▶ WRITTEN EXERCISE
Extract the listing below in full, unchanged.

▶ TASK INPUT
■ ■ ■

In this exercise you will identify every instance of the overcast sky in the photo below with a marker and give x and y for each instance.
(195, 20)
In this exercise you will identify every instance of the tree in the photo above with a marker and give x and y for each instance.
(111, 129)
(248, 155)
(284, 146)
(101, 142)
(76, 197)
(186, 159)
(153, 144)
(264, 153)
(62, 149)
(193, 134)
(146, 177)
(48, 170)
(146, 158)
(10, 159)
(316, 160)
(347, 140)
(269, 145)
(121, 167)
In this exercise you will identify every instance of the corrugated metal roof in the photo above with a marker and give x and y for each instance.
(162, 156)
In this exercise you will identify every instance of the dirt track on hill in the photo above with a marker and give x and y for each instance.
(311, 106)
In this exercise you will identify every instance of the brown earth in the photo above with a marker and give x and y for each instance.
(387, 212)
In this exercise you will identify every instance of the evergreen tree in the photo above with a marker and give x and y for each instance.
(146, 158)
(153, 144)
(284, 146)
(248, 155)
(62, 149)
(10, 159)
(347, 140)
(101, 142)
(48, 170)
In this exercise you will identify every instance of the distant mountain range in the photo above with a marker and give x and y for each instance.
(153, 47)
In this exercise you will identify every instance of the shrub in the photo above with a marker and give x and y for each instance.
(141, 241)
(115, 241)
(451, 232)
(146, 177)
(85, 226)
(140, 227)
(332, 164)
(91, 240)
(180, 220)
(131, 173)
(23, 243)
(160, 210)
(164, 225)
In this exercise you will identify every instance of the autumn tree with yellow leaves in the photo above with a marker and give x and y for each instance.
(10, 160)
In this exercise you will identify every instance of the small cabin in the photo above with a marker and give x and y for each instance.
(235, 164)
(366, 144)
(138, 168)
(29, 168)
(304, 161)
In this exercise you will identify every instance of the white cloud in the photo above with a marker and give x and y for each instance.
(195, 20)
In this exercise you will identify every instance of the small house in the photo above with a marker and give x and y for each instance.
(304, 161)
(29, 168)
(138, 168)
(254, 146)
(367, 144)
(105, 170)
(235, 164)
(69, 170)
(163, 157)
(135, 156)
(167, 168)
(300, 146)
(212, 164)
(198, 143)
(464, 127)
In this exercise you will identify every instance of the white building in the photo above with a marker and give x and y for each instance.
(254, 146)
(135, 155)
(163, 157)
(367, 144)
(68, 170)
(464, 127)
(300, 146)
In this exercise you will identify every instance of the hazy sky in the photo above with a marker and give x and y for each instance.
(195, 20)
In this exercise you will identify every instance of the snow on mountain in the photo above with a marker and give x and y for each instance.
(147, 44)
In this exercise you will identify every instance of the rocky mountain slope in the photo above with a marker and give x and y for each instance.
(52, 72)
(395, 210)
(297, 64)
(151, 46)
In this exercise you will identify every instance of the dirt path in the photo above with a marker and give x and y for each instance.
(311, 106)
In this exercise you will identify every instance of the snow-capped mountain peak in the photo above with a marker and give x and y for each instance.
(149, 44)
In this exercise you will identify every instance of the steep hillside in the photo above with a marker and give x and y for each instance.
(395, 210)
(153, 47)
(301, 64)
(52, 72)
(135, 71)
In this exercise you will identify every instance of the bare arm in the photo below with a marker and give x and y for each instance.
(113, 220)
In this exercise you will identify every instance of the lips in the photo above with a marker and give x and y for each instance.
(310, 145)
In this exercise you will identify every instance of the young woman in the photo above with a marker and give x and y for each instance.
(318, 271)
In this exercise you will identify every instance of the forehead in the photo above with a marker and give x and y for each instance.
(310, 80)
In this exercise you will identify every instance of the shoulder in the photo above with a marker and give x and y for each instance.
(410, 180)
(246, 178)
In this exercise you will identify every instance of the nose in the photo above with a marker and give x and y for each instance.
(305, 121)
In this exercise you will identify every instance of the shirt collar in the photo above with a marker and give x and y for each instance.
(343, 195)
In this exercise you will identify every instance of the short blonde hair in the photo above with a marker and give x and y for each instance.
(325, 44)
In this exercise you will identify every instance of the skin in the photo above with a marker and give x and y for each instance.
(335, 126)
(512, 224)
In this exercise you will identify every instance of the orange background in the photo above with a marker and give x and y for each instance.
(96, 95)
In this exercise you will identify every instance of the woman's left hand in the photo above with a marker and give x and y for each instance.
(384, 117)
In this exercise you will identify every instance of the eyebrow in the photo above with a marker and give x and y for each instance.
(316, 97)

■ ■ ■

▶ EXERCISE OUTPUT
In this exercise you will identify every instance of the overcast sky in the photo below with a marker and give x and y for each instance.
(195, 20)
In this exercise you will identify every instance of the tree in the photo above with a marker and give x and y for each instance.
(111, 129)
(248, 155)
(284, 146)
(101, 142)
(76, 197)
(186, 159)
(153, 144)
(264, 153)
(62, 149)
(193, 134)
(146, 177)
(48, 170)
(146, 158)
(10, 159)
(316, 160)
(347, 140)
(269, 145)
(121, 167)
In this exercise you will identify every instance of the corrugated metal roof in the photo above with a marker and give x and y for each instance.
(162, 156)
In this exercise you will identify every instance of the dirt track on hill in the photo above with a marker and give x and y for each instance.
(311, 106)
In this exercise you will identify every instance of the brown earth in the photo above with a marker and give x and y for each instance.
(387, 212)
In this exercise you will identify every instance of the evergreen tree in the photo above with a marker and give x and y for each instance.
(146, 158)
(153, 144)
(284, 146)
(248, 155)
(62, 149)
(10, 159)
(347, 140)
(101, 142)
(48, 170)
In this exercise you will identify every instance of the distant mountain range in the photo above with a marker and give x and y for each instance.
(153, 47)
In this exercise you will identify every instance of the shrub in the photo above with a marker and give x and y for each instance.
(141, 241)
(115, 241)
(451, 232)
(146, 177)
(85, 226)
(140, 227)
(332, 164)
(91, 240)
(180, 220)
(131, 173)
(23, 243)
(160, 210)
(164, 225)
In this exercise you will identify every instance of the autumn tree with yellow leaves in the photo above with a marker and give x and y for each instance.
(10, 160)
In this exercise you will identify every instance of the small cabin in the photo above with a marker and give x and y for each instance.
(235, 164)
(366, 144)
(138, 168)
(29, 168)
(304, 161)
In this exercise you will identify every instance of the white cloud in the photo above with a marker and give x and y for each instance.
(195, 20)
In this exercise you will identify every instance of the small house in the photo above with a marker and give x and y for each instance.
(304, 161)
(29, 168)
(138, 168)
(254, 146)
(367, 144)
(105, 170)
(235, 164)
(69, 170)
(163, 157)
(135, 156)
(167, 168)
(300, 146)
(212, 164)
(198, 143)
(464, 127)
In this exercise you will identify every instance of the white building in the photo above with a marker and give x and y for each instance.
(254, 146)
(135, 155)
(163, 157)
(367, 144)
(68, 170)
(464, 127)
(300, 146)
In this exercise you will identify every instance of the hazy sky in the photo above with a marker and give x and y for each instance.
(195, 20)
In this exercise you will identify every instance of the snow on mountain in the photo above with a marker and give x and y for each instance.
(147, 44)
In this exercise you will identify every instance of the rocky mountain slope in the photo above with a marker and give x and y for each instance.
(52, 72)
(395, 210)
(297, 64)
(151, 46)
In this exercise you will identify every instance of the dirt path in the photo above with a marker and give x and y for each instance.
(311, 106)
In this exercise you will identify every instance of the snow-capped mountain peak in the photo above with a marker and give x and y for each instance.
(149, 44)
In this exercise you will identify every instance of the steep hillside in the photo above with a marker and give x and y for each instance.
(395, 210)
(153, 47)
(301, 64)
(52, 72)
(135, 71)
In this exercise you will identify every instance of the bare arm in the photo below with a marker and give x and y for each instance.
(113, 220)
In this exercise you will identify every instance of the lips in the photo above with a marker and give x and y for each instance.
(310, 145)
In this exercise you will identify every instance of the young woman in the photo above with a marker and give x and y for each instance.
(318, 271)
In this exercise you will identify every instance of the forehead in the photo above with a marker and give x and y for each instance.
(310, 80)
In this exercise you will identify every instance of the shoulder in the photo above with a marker and give x and y for each instance.
(410, 180)
(246, 178)
In this exercise you will identify every instance of the nose in the photo above with a marker and give x and y for each instance.
(305, 121)
In this exercise you will identify every instance of the shirt collar in the photo above with a marker and give x and y for each instance.
(343, 195)
In this exercise you will identify every instance of the short blonde hair in the photo above with a marker and give x and y for each instance.
(325, 44)
In this exercise you will identify every instance of the skin in the photo above with a marker and give x and y for each instance.
(335, 126)
(512, 224)
In this exercise you will identify every instance of the orange background in the photo above with a marker and give x and y for each instance.
(96, 95)
In this exercise you will identify every instance of the woman's left hand in the photo above with a marker and give x and y for each instance.
(384, 117)
In this exercise you will identify every instance of the eyebrow in the photo above with a marker and give x and y for each instance.
(316, 97)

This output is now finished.